* **Exercise directions**:
Reproduce only this part of the listing: the line with "The component shall indicate one point per instance of the navy", plus every line after it through the last.

* **Material for the task**:

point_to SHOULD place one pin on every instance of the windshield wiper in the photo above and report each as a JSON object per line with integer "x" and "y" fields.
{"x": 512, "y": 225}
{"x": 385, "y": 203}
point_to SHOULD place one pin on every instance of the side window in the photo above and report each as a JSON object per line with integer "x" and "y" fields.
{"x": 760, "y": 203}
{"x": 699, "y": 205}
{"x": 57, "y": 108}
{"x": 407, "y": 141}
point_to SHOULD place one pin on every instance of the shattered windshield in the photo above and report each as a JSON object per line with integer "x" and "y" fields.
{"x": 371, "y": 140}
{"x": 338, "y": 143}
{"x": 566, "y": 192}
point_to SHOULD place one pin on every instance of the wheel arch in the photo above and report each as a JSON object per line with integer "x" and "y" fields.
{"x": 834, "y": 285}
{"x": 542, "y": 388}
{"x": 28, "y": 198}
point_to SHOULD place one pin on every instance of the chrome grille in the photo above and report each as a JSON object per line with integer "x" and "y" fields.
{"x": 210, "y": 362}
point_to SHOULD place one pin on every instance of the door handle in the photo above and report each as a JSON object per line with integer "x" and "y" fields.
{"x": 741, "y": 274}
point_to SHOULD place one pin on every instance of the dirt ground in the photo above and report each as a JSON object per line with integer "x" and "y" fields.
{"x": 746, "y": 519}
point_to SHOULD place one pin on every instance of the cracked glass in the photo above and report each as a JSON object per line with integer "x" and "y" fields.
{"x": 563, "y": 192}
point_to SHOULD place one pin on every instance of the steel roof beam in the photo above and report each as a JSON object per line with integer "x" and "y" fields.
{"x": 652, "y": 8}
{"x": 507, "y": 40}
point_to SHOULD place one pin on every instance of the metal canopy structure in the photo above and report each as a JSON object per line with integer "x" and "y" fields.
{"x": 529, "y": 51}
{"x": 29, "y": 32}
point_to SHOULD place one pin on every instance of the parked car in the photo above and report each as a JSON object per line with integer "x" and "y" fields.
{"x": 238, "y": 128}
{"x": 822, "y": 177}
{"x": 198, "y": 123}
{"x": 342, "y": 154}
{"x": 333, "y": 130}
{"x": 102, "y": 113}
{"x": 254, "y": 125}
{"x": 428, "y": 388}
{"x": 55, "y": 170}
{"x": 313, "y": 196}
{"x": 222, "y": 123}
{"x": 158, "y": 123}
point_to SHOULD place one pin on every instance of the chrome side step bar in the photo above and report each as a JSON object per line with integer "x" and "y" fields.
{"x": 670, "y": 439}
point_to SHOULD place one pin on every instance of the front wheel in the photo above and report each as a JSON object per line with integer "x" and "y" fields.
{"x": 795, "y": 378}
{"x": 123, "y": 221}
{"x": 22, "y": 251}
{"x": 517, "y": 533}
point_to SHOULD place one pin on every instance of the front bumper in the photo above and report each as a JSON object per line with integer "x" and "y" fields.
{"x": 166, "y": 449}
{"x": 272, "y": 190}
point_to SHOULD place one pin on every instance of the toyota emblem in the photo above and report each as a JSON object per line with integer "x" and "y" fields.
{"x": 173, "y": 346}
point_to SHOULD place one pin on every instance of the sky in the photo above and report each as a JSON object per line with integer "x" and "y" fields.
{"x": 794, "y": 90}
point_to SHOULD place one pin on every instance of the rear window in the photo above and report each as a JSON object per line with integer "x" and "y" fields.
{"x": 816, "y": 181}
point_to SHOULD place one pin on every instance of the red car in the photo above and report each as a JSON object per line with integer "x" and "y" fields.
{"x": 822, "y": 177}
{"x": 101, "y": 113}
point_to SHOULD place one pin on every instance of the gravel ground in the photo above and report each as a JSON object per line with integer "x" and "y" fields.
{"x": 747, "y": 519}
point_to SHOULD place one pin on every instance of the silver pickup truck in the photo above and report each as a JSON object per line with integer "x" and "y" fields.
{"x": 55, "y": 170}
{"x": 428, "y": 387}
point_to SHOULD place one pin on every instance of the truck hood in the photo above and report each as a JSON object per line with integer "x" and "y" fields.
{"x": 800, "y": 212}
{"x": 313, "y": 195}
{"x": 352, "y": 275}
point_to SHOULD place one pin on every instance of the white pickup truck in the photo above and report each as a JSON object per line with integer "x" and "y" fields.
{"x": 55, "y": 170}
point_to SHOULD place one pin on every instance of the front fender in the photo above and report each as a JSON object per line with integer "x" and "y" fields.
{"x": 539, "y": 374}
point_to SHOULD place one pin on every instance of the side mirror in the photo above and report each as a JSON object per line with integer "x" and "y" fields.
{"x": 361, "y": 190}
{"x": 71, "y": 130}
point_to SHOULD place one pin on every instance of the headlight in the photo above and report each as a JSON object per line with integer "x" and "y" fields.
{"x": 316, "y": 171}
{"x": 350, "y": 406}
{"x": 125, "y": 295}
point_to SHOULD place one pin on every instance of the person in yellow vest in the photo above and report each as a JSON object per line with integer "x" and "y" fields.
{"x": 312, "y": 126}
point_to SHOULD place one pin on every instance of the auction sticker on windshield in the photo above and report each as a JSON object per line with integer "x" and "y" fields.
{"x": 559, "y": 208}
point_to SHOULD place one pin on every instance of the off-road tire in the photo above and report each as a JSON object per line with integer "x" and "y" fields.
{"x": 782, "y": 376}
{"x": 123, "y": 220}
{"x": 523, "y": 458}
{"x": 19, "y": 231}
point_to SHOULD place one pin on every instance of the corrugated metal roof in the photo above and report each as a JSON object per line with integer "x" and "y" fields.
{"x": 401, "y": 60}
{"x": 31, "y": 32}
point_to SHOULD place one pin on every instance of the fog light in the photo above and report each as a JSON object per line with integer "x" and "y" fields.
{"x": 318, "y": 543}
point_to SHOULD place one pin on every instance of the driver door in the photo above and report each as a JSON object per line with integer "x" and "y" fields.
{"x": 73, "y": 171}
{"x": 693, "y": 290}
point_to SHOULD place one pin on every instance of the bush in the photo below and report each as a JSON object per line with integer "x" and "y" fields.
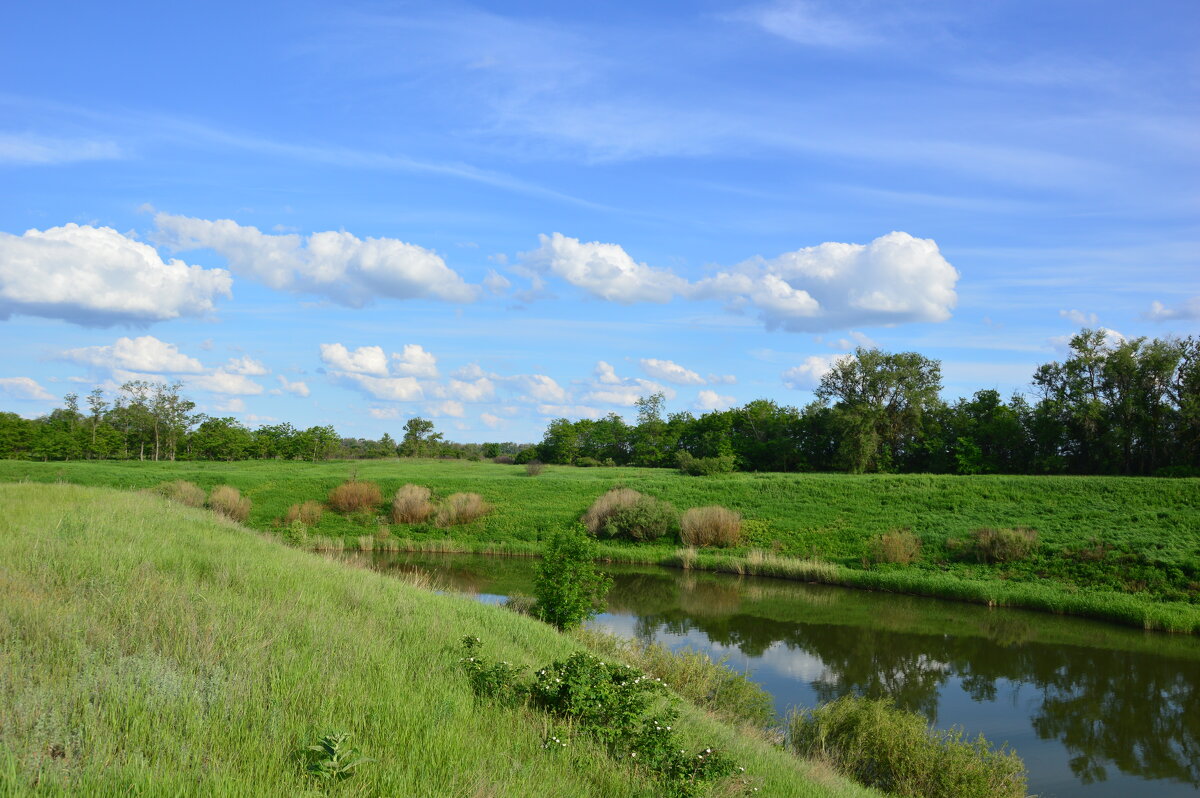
{"x": 624, "y": 513}
{"x": 184, "y": 492}
{"x": 412, "y": 504}
{"x": 1003, "y": 545}
{"x": 462, "y": 508}
{"x": 705, "y": 466}
{"x": 712, "y": 526}
{"x": 883, "y": 747}
{"x": 353, "y": 496}
{"x": 307, "y": 514}
{"x": 897, "y": 546}
{"x": 228, "y": 502}
{"x": 569, "y": 589}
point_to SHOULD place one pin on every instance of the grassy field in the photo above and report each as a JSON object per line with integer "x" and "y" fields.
{"x": 1121, "y": 549}
{"x": 150, "y": 648}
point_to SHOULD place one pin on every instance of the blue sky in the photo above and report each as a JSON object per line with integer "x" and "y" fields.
{"x": 497, "y": 214}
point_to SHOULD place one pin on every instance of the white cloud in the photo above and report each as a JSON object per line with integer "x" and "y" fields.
{"x": 414, "y": 361}
{"x": 1188, "y": 311}
{"x": 1079, "y": 317}
{"x": 364, "y": 360}
{"x": 671, "y": 372}
{"x": 222, "y": 382}
{"x": 894, "y": 279}
{"x": 709, "y": 400}
{"x": 808, "y": 375}
{"x": 247, "y": 366}
{"x": 142, "y": 354}
{"x": 337, "y": 265}
{"x": 96, "y": 276}
{"x": 24, "y": 388}
{"x": 604, "y": 270}
{"x": 299, "y": 388}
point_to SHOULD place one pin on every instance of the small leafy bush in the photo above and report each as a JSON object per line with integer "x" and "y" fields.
{"x": 897, "y": 546}
{"x": 705, "y": 466}
{"x": 880, "y": 745}
{"x": 183, "y": 492}
{"x": 307, "y": 513}
{"x": 228, "y": 502}
{"x": 412, "y": 504}
{"x": 354, "y": 495}
{"x": 1003, "y": 545}
{"x": 712, "y": 526}
{"x": 568, "y": 588}
{"x": 462, "y": 508}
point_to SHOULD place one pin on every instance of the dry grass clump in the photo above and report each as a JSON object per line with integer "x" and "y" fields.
{"x": 462, "y": 508}
{"x": 309, "y": 514}
{"x": 229, "y": 502}
{"x": 184, "y": 492}
{"x": 897, "y": 546}
{"x": 353, "y": 496}
{"x": 412, "y": 504}
{"x": 712, "y": 526}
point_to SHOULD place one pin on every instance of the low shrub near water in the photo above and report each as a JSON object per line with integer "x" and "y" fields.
{"x": 875, "y": 743}
{"x": 229, "y": 502}
{"x": 412, "y": 504}
{"x": 712, "y": 526}
{"x": 354, "y": 495}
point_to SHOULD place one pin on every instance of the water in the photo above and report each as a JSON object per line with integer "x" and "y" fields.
{"x": 1096, "y": 711}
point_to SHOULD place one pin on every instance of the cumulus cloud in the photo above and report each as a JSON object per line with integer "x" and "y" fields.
{"x": 604, "y": 270}
{"x": 671, "y": 372}
{"x": 142, "y": 354}
{"x": 894, "y": 279}
{"x": 808, "y": 375}
{"x": 364, "y": 360}
{"x": 337, "y": 265}
{"x": 24, "y": 388}
{"x": 1188, "y": 311}
{"x": 96, "y": 276}
{"x": 298, "y": 388}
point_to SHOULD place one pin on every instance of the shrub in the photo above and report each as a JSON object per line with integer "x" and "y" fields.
{"x": 228, "y": 502}
{"x": 412, "y": 504}
{"x": 705, "y": 466}
{"x": 897, "y": 546}
{"x": 307, "y": 514}
{"x": 712, "y": 526}
{"x": 184, "y": 492}
{"x": 875, "y": 743}
{"x": 569, "y": 589}
{"x": 353, "y": 496}
{"x": 462, "y": 508}
{"x": 1003, "y": 545}
{"x": 624, "y": 513}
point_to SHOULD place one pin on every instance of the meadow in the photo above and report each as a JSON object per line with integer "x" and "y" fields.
{"x": 1120, "y": 549}
{"x": 151, "y": 648}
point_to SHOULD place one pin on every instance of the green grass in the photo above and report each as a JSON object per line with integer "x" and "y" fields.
{"x": 1120, "y": 549}
{"x": 150, "y": 648}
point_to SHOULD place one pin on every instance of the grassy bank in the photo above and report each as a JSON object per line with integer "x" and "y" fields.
{"x": 1123, "y": 550}
{"x": 149, "y": 648}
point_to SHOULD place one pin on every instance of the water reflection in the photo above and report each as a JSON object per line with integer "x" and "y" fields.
{"x": 1113, "y": 707}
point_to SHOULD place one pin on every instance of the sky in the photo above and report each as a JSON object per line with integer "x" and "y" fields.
{"x": 492, "y": 215}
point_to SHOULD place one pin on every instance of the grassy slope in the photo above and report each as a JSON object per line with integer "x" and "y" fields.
{"x": 153, "y": 649}
{"x": 1110, "y": 546}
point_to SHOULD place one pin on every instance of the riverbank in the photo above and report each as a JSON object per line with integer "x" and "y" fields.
{"x": 155, "y": 648}
{"x": 1116, "y": 549}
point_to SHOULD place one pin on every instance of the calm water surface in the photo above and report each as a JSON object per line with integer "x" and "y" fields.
{"x": 1096, "y": 711}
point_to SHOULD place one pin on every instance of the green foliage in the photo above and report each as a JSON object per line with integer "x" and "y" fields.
{"x": 333, "y": 759}
{"x": 880, "y": 745}
{"x": 569, "y": 588}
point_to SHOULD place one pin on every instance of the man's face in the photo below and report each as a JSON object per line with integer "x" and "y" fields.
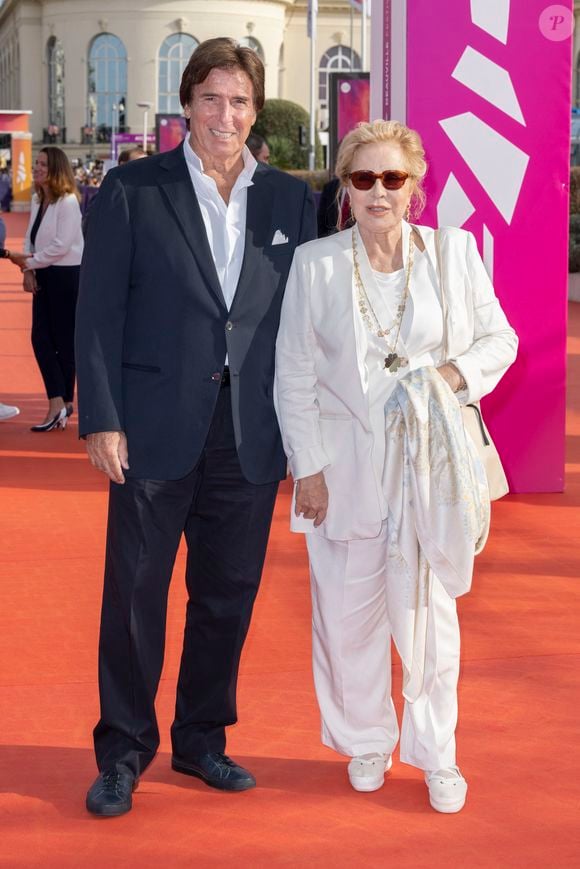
{"x": 221, "y": 113}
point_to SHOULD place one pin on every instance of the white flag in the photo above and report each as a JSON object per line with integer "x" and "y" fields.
{"x": 311, "y": 17}
{"x": 358, "y": 4}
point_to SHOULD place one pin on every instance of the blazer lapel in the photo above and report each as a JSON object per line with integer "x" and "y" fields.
{"x": 175, "y": 183}
{"x": 260, "y": 204}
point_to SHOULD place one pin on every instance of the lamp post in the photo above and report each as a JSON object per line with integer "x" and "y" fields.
{"x": 113, "y": 132}
{"x": 145, "y": 106}
{"x": 92, "y": 122}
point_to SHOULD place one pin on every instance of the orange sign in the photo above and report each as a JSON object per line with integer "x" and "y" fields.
{"x": 21, "y": 171}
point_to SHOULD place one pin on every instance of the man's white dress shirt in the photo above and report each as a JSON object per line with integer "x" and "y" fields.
{"x": 225, "y": 223}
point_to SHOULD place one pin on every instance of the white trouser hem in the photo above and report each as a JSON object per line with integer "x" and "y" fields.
{"x": 358, "y": 749}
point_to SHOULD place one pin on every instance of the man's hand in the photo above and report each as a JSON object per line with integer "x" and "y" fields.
{"x": 312, "y": 498}
{"x": 19, "y": 259}
{"x": 108, "y": 453}
{"x": 452, "y": 376}
{"x": 29, "y": 284}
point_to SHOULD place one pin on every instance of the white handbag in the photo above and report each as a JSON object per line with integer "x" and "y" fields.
{"x": 472, "y": 416}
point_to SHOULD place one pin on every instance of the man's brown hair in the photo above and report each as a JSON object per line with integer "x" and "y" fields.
{"x": 222, "y": 53}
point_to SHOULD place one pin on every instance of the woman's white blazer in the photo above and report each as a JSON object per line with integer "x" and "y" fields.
{"x": 320, "y": 392}
{"x": 59, "y": 240}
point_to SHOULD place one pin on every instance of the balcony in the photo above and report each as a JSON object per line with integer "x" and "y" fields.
{"x": 53, "y": 135}
{"x": 99, "y": 135}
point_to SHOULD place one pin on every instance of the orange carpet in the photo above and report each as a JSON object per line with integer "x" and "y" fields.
{"x": 519, "y": 700}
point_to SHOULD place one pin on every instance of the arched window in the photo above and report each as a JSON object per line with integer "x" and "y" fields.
{"x": 174, "y": 55}
{"x": 55, "y": 63}
{"x": 107, "y": 83}
{"x": 337, "y": 58}
{"x": 250, "y": 42}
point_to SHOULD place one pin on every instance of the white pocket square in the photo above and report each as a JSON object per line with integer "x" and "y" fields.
{"x": 279, "y": 238}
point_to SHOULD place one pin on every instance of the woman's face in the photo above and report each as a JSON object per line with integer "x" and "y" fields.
{"x": 379, "y": 210}
{"x": 40, "y": 171}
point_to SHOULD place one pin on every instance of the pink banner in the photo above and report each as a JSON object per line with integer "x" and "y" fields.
{"x": 488, "y": 88}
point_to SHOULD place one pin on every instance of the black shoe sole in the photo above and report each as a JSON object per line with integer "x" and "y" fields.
{"x": 109, "y": 811}
{"x": 185, "y": 769}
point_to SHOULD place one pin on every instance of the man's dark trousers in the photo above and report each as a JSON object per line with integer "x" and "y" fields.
{"x": 226, "y": 521}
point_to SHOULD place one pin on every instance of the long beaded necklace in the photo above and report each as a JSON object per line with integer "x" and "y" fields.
{"x": 392, "y": 360}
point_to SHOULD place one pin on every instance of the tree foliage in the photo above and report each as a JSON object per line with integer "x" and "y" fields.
{"x": 279, "y": 123}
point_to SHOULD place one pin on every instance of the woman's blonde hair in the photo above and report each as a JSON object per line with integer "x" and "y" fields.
{"x": 392, "y": 132}
{"x": 60, "y": 177}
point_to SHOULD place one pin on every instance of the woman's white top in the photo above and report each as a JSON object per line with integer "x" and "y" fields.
{"x": 329, "y": 369}
{"x": 59, "y": 240}
{"x": 421, "y": 334}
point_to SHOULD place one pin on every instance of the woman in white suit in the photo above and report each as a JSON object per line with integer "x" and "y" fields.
{"x": 51, "y": 264}
{"x": 360, "y": 354}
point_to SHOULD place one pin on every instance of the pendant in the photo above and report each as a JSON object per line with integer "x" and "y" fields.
{"x": 393, "y": 362}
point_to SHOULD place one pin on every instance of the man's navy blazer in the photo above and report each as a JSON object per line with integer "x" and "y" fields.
{"x": 153, "y": 328}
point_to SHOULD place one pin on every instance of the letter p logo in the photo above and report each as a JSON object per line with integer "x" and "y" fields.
{"x": 556, "y": 23}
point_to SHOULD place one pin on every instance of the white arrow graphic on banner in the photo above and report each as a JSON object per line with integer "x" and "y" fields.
{"x": 492, "y": 16}
{"x": 489, "y": 80}
{"x": 498, "y": 164}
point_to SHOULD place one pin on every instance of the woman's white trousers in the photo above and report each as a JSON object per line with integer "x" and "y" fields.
{"x": 356, "y": 612}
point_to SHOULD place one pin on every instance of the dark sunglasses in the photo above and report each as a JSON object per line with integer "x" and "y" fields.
{"x": 391, "y": 179}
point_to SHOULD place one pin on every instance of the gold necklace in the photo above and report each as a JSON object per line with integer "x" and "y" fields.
{"x": 392, "y": 360}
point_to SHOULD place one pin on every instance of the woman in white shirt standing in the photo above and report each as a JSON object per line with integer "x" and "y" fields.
{"x": 374, "y": 356}
{"x": 51, "y": 265}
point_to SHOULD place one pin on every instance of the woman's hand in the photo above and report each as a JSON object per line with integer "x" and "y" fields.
{"x": 312, "y": 498}
{"x": 29, "y": 284}
{"x": 19, "y": 259}
{"x": 452, "y": 376}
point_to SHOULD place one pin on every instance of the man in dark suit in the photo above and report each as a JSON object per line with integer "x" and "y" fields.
{"x": 182, "y": 281}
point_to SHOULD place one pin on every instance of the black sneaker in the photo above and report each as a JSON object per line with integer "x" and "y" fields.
{"x": 216, "y": 770}
{"x": 111, "y": 793}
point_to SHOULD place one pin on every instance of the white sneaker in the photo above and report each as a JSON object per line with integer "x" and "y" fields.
{"x": 447, "y": 789}
{"x": 7, "y": 411}
{"x": 367, "y": 772}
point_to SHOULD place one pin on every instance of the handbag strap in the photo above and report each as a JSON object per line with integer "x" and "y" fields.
{"x": 441, "y": 278}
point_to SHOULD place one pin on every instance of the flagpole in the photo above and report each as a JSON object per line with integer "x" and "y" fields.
{"x": 363, "y": 35}
{"x": 312, "y": 21}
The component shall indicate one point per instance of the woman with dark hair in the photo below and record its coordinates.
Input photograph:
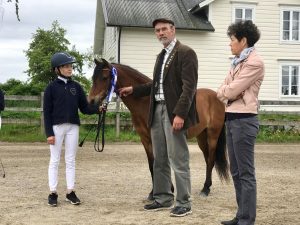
(239, 92)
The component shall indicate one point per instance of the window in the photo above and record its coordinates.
(243, 13)
(291, 25)
(290, 80)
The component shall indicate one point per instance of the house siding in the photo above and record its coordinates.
(139, 46)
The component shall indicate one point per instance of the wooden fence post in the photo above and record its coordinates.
(42, 113)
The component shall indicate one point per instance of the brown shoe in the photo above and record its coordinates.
(234, 221)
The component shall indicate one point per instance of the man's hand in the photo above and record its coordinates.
(178, 123)
(51, 140)
(125, 91)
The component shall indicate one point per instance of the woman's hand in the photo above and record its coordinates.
(51, 140)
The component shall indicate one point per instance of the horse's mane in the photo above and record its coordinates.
(137, 75)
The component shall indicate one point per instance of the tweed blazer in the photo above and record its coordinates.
(179, 85)
(240, 89)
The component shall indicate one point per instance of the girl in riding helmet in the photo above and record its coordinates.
(62, 99)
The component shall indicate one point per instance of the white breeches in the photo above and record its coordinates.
(68, 133)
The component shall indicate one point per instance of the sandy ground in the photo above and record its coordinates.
(113, 185)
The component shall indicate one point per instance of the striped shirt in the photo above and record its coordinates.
(159, 96)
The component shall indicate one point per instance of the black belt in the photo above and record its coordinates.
(161, 102)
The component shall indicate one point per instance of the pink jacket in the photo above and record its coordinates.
(240, 89)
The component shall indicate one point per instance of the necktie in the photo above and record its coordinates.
(158, 69)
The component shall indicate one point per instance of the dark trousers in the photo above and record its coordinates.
(241, 135)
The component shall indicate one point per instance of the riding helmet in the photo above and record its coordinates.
(61, 58)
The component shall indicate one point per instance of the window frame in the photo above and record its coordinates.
(289, 64)
(290, 9)
(243, 7)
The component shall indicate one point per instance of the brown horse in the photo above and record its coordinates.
(210, 132)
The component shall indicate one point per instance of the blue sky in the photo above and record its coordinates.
(77, 17)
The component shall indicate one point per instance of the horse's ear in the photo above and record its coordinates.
(97, 61)
(105, 63)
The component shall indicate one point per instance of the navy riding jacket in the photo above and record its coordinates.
(61, 103)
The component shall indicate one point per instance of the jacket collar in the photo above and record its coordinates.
(171, 58)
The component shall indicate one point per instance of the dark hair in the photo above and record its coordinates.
(245, 29)
(162, 20)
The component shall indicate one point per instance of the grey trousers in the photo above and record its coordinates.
(170, 151)
(241, 135)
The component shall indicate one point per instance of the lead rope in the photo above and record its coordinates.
(101, 120)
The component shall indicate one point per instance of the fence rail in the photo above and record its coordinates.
(118, 107)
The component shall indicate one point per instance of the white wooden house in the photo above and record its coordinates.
(123, 34)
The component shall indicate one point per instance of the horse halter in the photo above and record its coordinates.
(112, 87)
(103, 107)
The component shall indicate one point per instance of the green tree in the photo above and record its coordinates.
(17, 8)
(44, 44)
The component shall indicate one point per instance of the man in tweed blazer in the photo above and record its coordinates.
(172, 111)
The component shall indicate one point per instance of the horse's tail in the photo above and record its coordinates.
(221, 162)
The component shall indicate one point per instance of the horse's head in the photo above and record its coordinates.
(101, 81)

* **Output of the task**:
The component shall indicate one point per instance of the navy riding jacket in the photo above and record its coordinates.
(61, 103)
The component shall indicate one point per instance of the jacket collar in the photo above and record its coordinates.
(171, 58)
The component shall indicate one point per instance of the dark hair in the photo above and record its coordinates.
(245, 29)
(162, 20)
The component shall indicate one point per instance of the grey trousers in the photo above and record its coordinates.
(170, 151)
(241, 135)
The component shall indicate one point per instance of the lead rope in the photo above and record its coordinates.
(101, 120)
The component shall indicate one point per instance of the fence rail in the photo above and record its coordinates.
(118, 107)
The component shall indicate one point per instance of the white wooden house in the photo above and record its coordinates.
(123, 34)
The component shall indicate one point per instance of the horse halter in the photo above and record its coordinates.
(112, 87)
(103, 107)
The component shall indicate one point per instance of the green tree in the photo above and record its coordinates.
(17, 8)
(44, 44)
The component shall indicate one point per instance of the man in tweed blazer in the photo above and record its coordinates.
(172, 111)
The component shall indicate one point per instance of the horse's tail in the photo above and record its coordinates.
(221, 162)
The component shall indicate one point per instance of the horse's head in the photo above and record its coordinates.
(101, 81)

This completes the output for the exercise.